"Who's going to pick your lettuce?" is a is an often-heard refrain from apologists for illegal aliens in this country. And within a couple of years, the answer is likely to be: robots.
FFRobotics and Abundant Robotics, of Hayward, California, are racing to get their mechanical pickers to market within the next couple of years.
Harvest has been mechanized for large portions of the agriculture industry such as wheat, corn, green beans and tomatoes for some time. But for more fragile commodities like apples, berries, table grapes and lettuce — where the crop's appearance is especially important — harvest is still done by hand.
The eventual loss of jobs for humans will be huge, said Erik Nicholson of Seattle, an official with the United Farm Workers union. He estimated half of the state's farmworkers are immigrants who are in the country illegally.
But many of them have settled in Washington and are productive members of the community, he said.
"They are scared of losing their jobs to mechanization," Nicholson said. "A robot is not going to rent a house, buy clothing for their kids, buy food in a grocery and reinvest that money in the local economy."
Nor will a robot spread disease, as medically unscreened illegals do, nor will they crap in the fields, nor will they ever tire. Current models slated for agriculture are capable of picking 10,000 apples a day. They can also harvest lettuce and strawberries, and by some estimates will pay for themselves within two years. They also don't pump out babies that we have to pay for.

▶ [Dataset extract]

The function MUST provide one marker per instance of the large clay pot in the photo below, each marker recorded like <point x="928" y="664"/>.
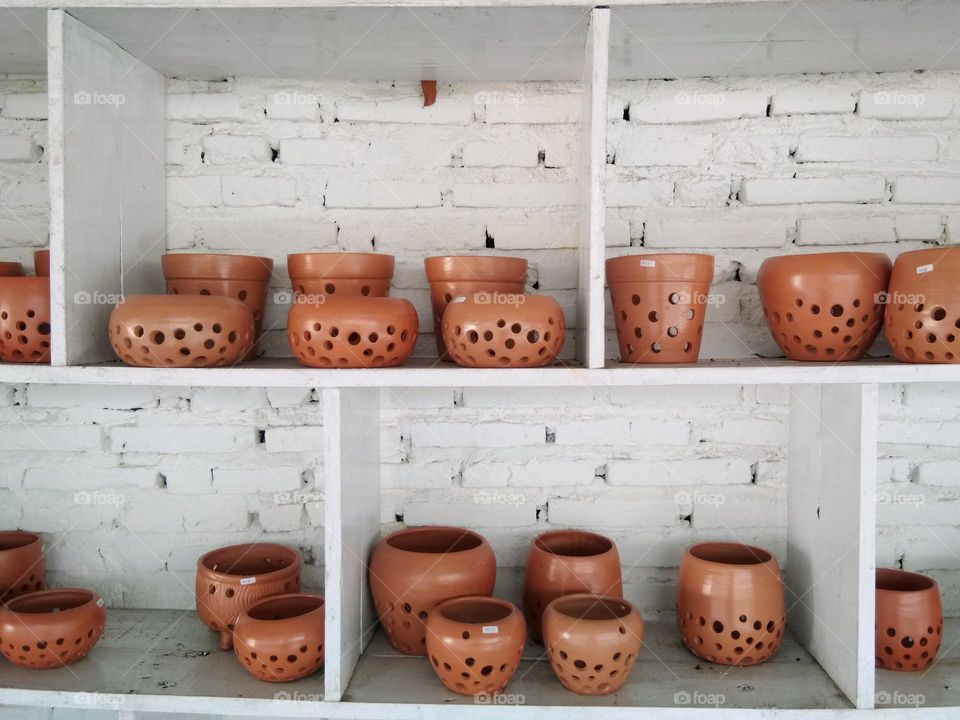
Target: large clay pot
<point x="566" y="562"/>
<point x="730" y="603"/>
<point x="281" y="638"/>
<point x="824" y="306"/>
<point x="593" y="641"/>
<point x="909" y="625"/>
<point x="231" y="579"/>
<point x="659" y="304"/>
<point x="453" y="276"/>
<point x="415" y="569"/>
<point x="475" y="643"/>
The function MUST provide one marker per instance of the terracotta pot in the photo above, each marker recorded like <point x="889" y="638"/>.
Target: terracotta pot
<point x="730" y="603"/>
<point x="231" y="579"/>
<point x="353" y="332"/>
<point x="566" y="562"/>
<point x="181" y="331"/>
<point x="415" y="569"/>
<point x="909" y="625"/>
<point x="25" y="319"/>
<point x="454" y="276"/>
<point x="824" y="306"/>
<point x="659" y="304"/>
<point x="51" y="628"/>
<point x="475" y="643"/>
<point x="21" y="564"/>
<point x="593" y="641"/>
<point x="281" y="638"/>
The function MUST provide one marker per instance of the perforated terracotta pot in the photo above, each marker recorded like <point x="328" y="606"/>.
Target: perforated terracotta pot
<point x="909" y="626"/>
<point x="824" y="306"/>
<point x="593" y="641"/>
<point x="566" y="562"/>
<point x="659" y="304"/>
<point x="474" y="643"/>
<point x="730" y="603"/>
<point x="415" y="569"/>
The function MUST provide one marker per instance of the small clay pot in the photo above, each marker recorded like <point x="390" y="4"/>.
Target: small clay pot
<point x="415" y="569"/>
<point x="824" y="306"/>
<point x="453" y="276"/>
<point x="730" y="603"/>
<point x="231" y="579"/>
<point x="355" y="332"/>
<point x="281" y="638"/>
<point x="593" y="641"/>
<point x="659" y="305"/>
<point x="909" y="626"/>
<point x="566" y="562"/>
<point x="475" y="643"/>
<point x="51" y="628"/>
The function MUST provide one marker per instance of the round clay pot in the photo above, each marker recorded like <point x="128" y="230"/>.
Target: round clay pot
<point x="415" y="569"/>
<point x="281" y="638"/>
<point x="231" y="579"/>
<point x="181" y="331"/>
<point x="522" y="331"/>
<point x="909" y="624"/>
<point x="566" y="562"/>
<point x="730" y="603"/>
<point x="824" y="306"/>
<point x="355" y="332"/>
<point x="475" y="643"/>
<point x="593" y="641"/>
<point x="51" y="628"/>
<point x="453" y="276"/>
<point x="659" y="304"/>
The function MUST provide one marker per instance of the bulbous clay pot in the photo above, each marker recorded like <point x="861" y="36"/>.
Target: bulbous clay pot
<point x="455" y="276"/>
<point x="909" y="624"/>
<point x="51" y="628"/>
<point x="730" y="603"/>
<point x="353" y="332"/>
<point x="824" y="306"/>
<point x="474" y="643"/>
<point x="593" y="641"/>
<point x="659" y="304"/>
<point x="415" y="569"/>
<point x="281" y="638"/>
<point x="231" y="579"/>
<point x="566" y="562"/>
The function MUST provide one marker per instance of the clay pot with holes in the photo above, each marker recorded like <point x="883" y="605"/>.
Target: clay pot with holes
<point x="231" y="579"/>
<point x="415" y="569"/>
<point x="469" y="276"/>
<point x="659" y="304"/>
<point x="824" y="306"/>
<point x="730" y="603"/>
<point x="475" y="643"/>
<point x="281" y="638"/>
<point x="51" y="628"/>
<point x="592" y="641"/>
<point x="909" y="624"/>
<point x="566" y="562"/>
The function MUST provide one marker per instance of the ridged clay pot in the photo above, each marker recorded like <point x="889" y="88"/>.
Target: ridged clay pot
<point x="593" y="641"/>
<point x="51" y="628"/>
<point x="730" y="603"/>
<point x="231" y="579"/>
<point x="824" y="306"/>
<point x="567" y="562"/>
<point x="452" y="276"/>
<point x="659" y="304"/>
<point x="475" y="643"/>
<point x="281" y="638"/>
<point x="415" y="569"/>
<point x="909" y="626"/>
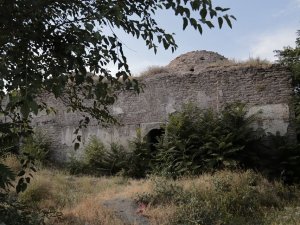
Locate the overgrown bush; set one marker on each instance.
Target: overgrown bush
(201, 140)
(99, 159)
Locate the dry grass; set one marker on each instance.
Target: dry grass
(80, 198)
(12, 162)
(233, 63)
(153, 70)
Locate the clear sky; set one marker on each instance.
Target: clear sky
(262, 26)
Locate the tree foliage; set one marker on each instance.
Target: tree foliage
(64, 48)
(46, 45)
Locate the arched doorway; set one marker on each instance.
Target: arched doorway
(152, 138)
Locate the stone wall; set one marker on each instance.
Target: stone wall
(207, 80)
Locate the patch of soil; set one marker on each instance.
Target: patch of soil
(127, 210)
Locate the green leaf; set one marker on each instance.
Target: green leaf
(185, 23)
(228, 21)
(76, 146)
(220, 21)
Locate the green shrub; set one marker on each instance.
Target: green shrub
(100, 160)
(200, 140)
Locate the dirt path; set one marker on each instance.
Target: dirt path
(127, 210)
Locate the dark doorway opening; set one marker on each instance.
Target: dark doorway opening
(152, 138)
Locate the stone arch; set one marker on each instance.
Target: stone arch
(152, 137)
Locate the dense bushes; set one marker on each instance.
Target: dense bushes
(202, 140)
(99, 159)
(197, 141)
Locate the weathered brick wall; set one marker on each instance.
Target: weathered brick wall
(266, 88)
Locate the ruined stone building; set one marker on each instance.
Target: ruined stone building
(201, 77)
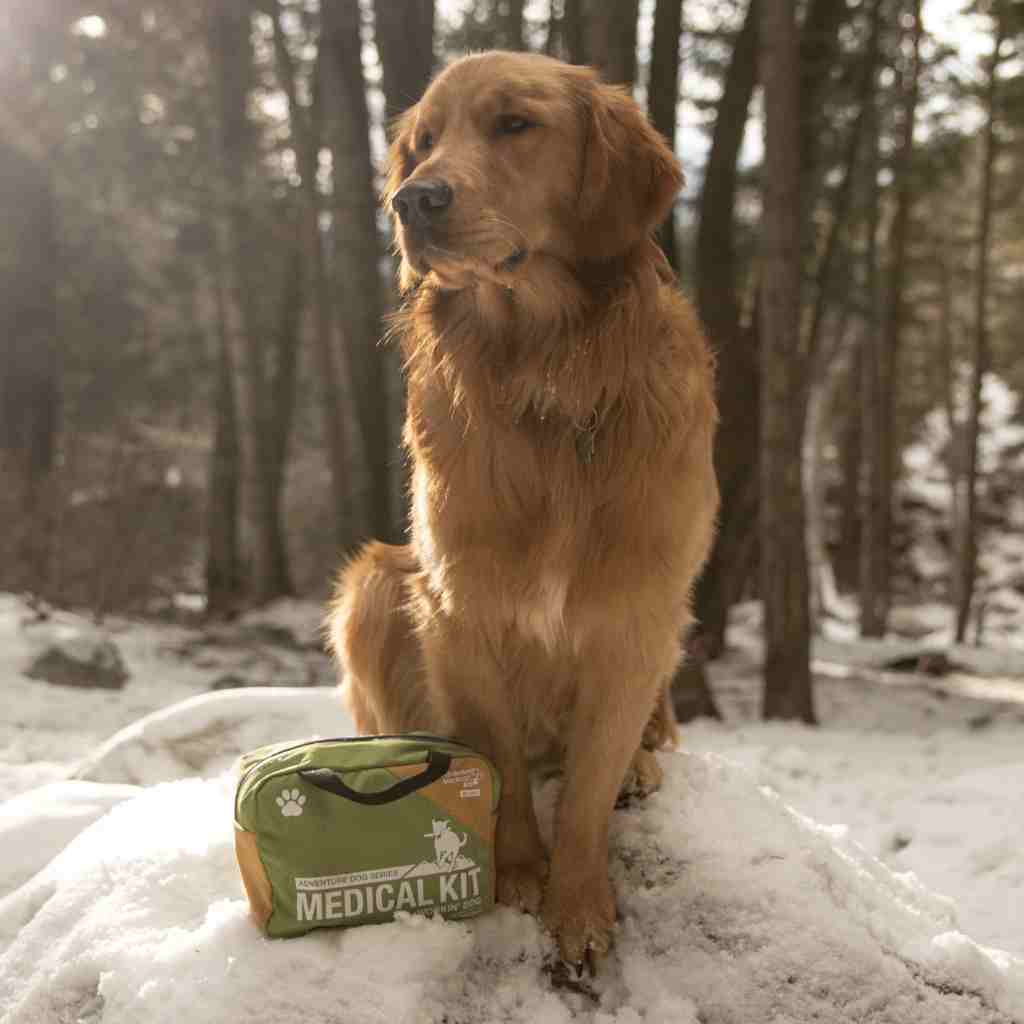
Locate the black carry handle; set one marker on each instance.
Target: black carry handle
(324, 778)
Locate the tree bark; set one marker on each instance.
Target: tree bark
(511, 25)
(663, 96)
(718, 306)
(571, 26)
(238, 242)
(30, 360)
(873, 544)
(969, 527)
(306, 127)
(404, 34)
(890, 375)
(783, 558)
(223, 566)
(610, 39)
(357, 253)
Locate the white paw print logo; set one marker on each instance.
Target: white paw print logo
(291, 802)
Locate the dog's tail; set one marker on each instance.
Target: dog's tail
(371, 632)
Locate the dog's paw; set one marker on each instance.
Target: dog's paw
(642, 777)
(522, 885)
(583, 921)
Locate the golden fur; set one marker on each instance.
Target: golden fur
(560, 421)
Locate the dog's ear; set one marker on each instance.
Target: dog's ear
(629, 176)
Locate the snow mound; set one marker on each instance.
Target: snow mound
(733, 909)
(205, 734)
(38, 824)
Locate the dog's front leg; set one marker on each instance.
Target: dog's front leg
(613, 698)
(475, 684)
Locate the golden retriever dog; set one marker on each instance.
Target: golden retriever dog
(560, 418)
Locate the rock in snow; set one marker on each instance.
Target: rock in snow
(733, 908)
(81, 660)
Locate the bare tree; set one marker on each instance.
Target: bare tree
(969, 526)
(610, 39)
(890, 375)
(404, 34)
(307, 131)
(873, 551)
(30, 355)
(663, 95)
(783, 560)
(257, 365)
(357, 256)
(719, 307)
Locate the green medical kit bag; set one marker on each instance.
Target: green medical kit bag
(333, 833)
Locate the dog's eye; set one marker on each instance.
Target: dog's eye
(512, 124)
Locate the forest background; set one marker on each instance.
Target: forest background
(197, 415)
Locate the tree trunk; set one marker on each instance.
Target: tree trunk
(571, 26)
(663, 96)
(282, 379)
(824, 592)
(223, 567)
(689, 690)
(357, 253)
(511, 25)
(404, 35)
(890, 375)
(718, 306)
(306, 127)
(30, 361)
(873, 544)
(239, 242)
(783, 559)
(969, 527)
(610, 39)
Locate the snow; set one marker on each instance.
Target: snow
(732, 906)
(868, 870)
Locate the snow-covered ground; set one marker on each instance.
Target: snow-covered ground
(867, 870)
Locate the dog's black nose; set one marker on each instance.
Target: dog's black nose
(419, 203)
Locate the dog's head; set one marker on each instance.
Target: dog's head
(513, 156)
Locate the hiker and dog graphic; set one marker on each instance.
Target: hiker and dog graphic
(448, 846)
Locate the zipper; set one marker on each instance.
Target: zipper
(346, 739)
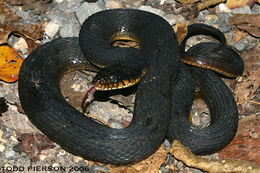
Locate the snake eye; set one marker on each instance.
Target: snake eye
(113, 79)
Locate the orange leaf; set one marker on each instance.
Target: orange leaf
(10, 63)
(181, 31)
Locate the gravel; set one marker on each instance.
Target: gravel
(63, 19)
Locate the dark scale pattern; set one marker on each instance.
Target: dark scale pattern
(44, 105)
(164, 94)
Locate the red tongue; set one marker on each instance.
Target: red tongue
(90, 91)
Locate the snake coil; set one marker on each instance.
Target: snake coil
(161, 94)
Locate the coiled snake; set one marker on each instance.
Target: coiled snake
(163, 98)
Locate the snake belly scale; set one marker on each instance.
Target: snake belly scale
(163, 95)
(45, 106)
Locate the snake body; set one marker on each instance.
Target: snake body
(156, 101)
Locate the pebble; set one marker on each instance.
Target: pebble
(223, 8)
(51, 29)
(114, 4)
(171, 19)
(2, 147)
(58, 1)
(21, 45)
(242, 10)
(78, 159)
(43, 156)
(69, 30)
(62, 152)
(85, 10)
(9, 154)
(240, 46)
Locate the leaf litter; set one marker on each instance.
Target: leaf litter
(246, 93)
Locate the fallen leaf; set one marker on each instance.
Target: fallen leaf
(10, 63)
(9, 25)
(34, 143)
(191, 8)
(240, 35)
(181, 31)
(244, 92)
(211, 165)
(151, 164)
(246, 144)
(23, 2)
(247, 22)
(232, 4)
(3, 106)
(7, 16)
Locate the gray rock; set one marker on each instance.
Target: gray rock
(85, 10)
(242, 10)
(9, 154)
(240, 46)
(69, 25)
(224, 28)
(69, 30)
(68, 6)
(171, 19)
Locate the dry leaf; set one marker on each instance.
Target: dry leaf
(7, 16)
(191, 8)
(150, 165)
(244, 92)
(210, 165)
(181, 31)
(247, 22)
(10, 63)
(3, 106)
(8, 25)
(239, 35)
(246, 144)
(232, 4)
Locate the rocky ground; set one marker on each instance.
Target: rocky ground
(25, 149)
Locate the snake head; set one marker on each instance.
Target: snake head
(118, 76)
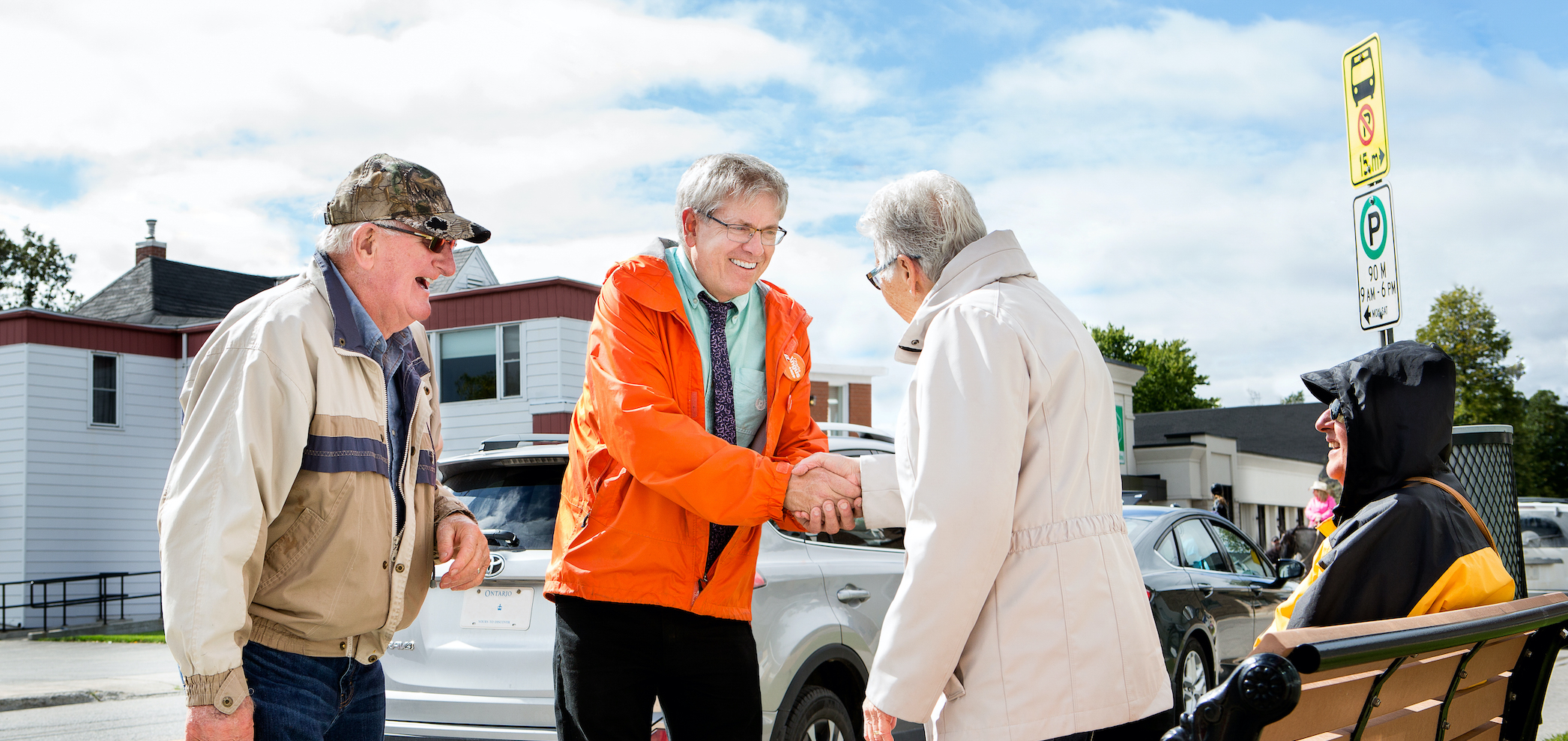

▶ [Task instructions]
Mark each statement below 1., 2. and 3. yes or no according to the text on robotic harvesting above, and quote the words of the text that decide it. 1. Apples, berries, table grapes and lettuce are still harvested by hand. 2. Erik Nicholson is based in Hayward, California. 3. Current agricultural models can pick 10,000 apples a day.

▶ [Answer for this exercise]
1. Yes: "But for more fragile commodities like apples, berries, table grapes and lettuce — where the crop's appearance is especially important — harvest is still done by hand."
2. No: "said Erik Nicholson of Seattle, an official with the United Farm Workers union."
3. Yes: "Current models slated for agriculture are capable of picking 10,000 apples a day."